◆ **Questions to answer**:
**A.** Please copy the stretch of the paid leave text from "On November 17, 2023, the" through "of one year?" word for word.
**B.** According to the paid leave text, on what date did the French Constitutional Council hand down its decision?

*** Opening Passage for review ***

Paid leave and sickness – Article L. 3141-5 5° of the French Labor Code declared compliant with the Constitution
5 March 2024
In a long-awaited decision handed down on February 8, 2024, the French Constitutional Council ruled that the legal provisions on paid leave and sickness, which it confined to article L. 3141-5 5° of the Labor Code, were in line with the Constitution, and thus rejected the arguments based both on the infringement of the right to health and rest (11th paragraph of the Preamble to the Constitution of October 27, 1946) and on equal treatment (article 6 of the Declaration of the Rights of Man and of the Citizen of 1789).
On November 17, 2023, the Court of Cassation referred to the Sages the following two questions prioritaires de constitutionnalité (QPC) (Cass. soc., Nov. 15, 2023, no. 23-14.806):
- Conformity with the principle of protecting the health and rest of employees: Do articles L. 3141-3 and L. 3141-5, 5°, of the Labour Code infringe the right to health and rest guaranteed by the 11th paragraph of the Preamble to the Constitution of October 27, 1946, in that they have the effect of depriving, in the absence of actual work, an employee on leave for a non-occupational illness of any right to paid leave and an employee on leave for an occupational illness of any right to leave beyond a period of one year?

*** Closing Passage for review ***
*** Opening Material shown ***

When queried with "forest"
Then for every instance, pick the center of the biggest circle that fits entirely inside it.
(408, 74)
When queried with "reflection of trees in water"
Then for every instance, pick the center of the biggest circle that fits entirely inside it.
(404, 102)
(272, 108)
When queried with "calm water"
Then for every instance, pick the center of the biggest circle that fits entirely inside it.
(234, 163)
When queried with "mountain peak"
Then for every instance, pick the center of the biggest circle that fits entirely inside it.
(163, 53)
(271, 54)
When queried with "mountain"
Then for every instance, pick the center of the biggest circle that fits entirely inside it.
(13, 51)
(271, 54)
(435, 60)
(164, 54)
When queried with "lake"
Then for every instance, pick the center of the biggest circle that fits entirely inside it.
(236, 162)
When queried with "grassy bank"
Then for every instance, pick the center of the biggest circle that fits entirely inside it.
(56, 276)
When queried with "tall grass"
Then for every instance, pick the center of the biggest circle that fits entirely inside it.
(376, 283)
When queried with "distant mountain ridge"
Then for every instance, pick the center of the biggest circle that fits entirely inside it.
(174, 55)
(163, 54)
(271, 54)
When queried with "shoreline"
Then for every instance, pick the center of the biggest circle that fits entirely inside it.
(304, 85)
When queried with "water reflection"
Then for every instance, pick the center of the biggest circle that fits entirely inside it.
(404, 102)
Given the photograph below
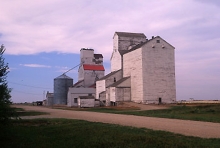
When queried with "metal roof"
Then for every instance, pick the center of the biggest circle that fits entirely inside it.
(86, 97)
(97, 56)
(63, 76)
(93, 67)
(108, 75)
(129, 34)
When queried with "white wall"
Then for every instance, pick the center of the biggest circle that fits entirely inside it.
(115, 61)
(159, 72)
(132, 66)
(87, 56)
(86, 102)
(76, 92)
(100, 87)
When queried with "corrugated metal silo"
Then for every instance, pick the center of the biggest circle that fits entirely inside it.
(61, 85)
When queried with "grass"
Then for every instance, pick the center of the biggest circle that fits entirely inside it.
(63, 133)
(22, 112)
(209, 113)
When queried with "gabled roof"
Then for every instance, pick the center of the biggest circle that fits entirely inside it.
(97, 56)
(119, 82)
(93, 85)
(93, 67)
(108, 75)
(86, 97)
(63, 76)
(141, 44)
(77, 83)
(129, 34)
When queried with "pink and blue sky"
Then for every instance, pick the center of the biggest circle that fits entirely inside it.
(43, 40)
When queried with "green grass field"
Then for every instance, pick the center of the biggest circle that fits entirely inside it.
(22, 112)
(209, 113)
(63, 133)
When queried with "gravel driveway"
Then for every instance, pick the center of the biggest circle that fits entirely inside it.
(184, 127)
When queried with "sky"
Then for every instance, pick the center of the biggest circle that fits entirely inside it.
(43, 39)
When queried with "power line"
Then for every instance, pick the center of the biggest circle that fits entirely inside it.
(28, 85)
(25, 92)
(72, 68)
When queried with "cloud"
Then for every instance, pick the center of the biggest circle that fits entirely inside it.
(36, 65)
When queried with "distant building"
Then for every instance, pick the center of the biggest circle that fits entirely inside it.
(49, 99)
(90, 70)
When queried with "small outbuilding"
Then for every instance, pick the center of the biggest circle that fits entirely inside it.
(86, 101)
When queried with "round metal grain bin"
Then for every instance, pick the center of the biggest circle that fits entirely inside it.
(61, 86)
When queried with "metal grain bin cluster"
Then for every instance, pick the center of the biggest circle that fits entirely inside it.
(61, 85)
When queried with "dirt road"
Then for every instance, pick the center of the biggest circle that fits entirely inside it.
(184, 127)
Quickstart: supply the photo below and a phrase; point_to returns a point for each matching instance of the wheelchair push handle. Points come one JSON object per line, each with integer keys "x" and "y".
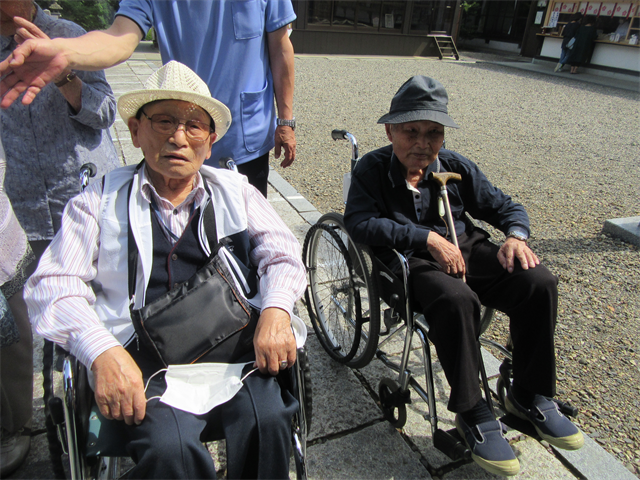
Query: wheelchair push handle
{"x": 338, "y": 134}
{"x": 87, "y": 171}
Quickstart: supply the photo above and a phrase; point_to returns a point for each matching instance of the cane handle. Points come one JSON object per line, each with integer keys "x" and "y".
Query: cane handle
{"x": 444, "y": 177}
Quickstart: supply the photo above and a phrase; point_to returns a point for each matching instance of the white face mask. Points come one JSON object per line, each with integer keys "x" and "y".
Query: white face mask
{"x": 200, "y": 387}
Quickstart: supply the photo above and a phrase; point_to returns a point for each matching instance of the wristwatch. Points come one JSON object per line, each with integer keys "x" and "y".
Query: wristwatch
{"x": 517, "y": 236}
{"x": 70, "y": 76}
{"x": 286, "y": 123}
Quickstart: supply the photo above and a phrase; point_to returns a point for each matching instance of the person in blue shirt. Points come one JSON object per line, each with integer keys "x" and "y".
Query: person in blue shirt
{"x": 392, "y": 204}
{"x": 241, "y": 49}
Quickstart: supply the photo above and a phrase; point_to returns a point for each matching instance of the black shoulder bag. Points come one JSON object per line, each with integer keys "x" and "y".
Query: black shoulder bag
{"x": 205, "y": 319}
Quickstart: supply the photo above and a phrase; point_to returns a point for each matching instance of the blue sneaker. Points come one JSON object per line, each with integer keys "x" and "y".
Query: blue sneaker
{"x": 489, "y": 448}
{"x": 548, "y": 421}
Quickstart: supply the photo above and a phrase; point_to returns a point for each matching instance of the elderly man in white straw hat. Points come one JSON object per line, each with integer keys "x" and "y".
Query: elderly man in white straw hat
{"x": 159, "y": 224}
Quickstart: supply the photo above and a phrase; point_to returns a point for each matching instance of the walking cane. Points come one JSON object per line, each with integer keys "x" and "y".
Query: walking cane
{"x": 444, "y": 208}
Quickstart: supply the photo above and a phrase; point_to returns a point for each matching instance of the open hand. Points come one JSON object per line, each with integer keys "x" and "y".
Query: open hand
{"x": 274, "y": 341}
{"x": 33, "y": 64}
{"x": 513, "y": 248}
{"x": 285, "y": 138}
{"x": 119, "y": 388}
{"x": 446, "y": 254}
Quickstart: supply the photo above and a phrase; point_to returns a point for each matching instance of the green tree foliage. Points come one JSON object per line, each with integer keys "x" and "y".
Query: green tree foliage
{"x": 89, "y": 14}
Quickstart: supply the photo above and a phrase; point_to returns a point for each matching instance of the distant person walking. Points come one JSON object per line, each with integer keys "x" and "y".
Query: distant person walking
{"x": 583, "y": 46}
{"x": 568, "y": 32}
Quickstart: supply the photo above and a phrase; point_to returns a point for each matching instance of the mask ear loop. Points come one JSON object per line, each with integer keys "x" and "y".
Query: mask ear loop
{"x": 149, "y": 380}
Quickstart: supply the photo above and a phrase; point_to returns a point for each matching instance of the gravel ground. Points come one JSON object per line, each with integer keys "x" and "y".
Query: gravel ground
{"x": 568, "y": 151}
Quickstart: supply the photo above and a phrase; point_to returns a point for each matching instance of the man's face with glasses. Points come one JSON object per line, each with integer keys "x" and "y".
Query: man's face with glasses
{"x": 175, "y": 137}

*** Closing Material shown ***

◆ **Responses in order**:
**A.**
On November 17, 2023, the Court of Cassation referred to the Sages the following two questions prioritaires de constitutionnalité (QPC) (Cass. soc., Nov. 15, 2023, no. 23-14.806):
- Conformity with the principle of protecting the health and rest of employees: Do articles L. 3141-3 and L. 3141-5, 5°, of the Labour Code infringe the right to health and rest guaranteed by the 11th paragraph of the Preamble to the Constitution of October 27, 1946, in that they have the effect of depriving, in the absence of actual work, an employee on leave for a non-occupational illness of any right to paid leave and an employee on leave for an occupational illness of any right to leave beyond a period of one year?

**B.** February 8, 2024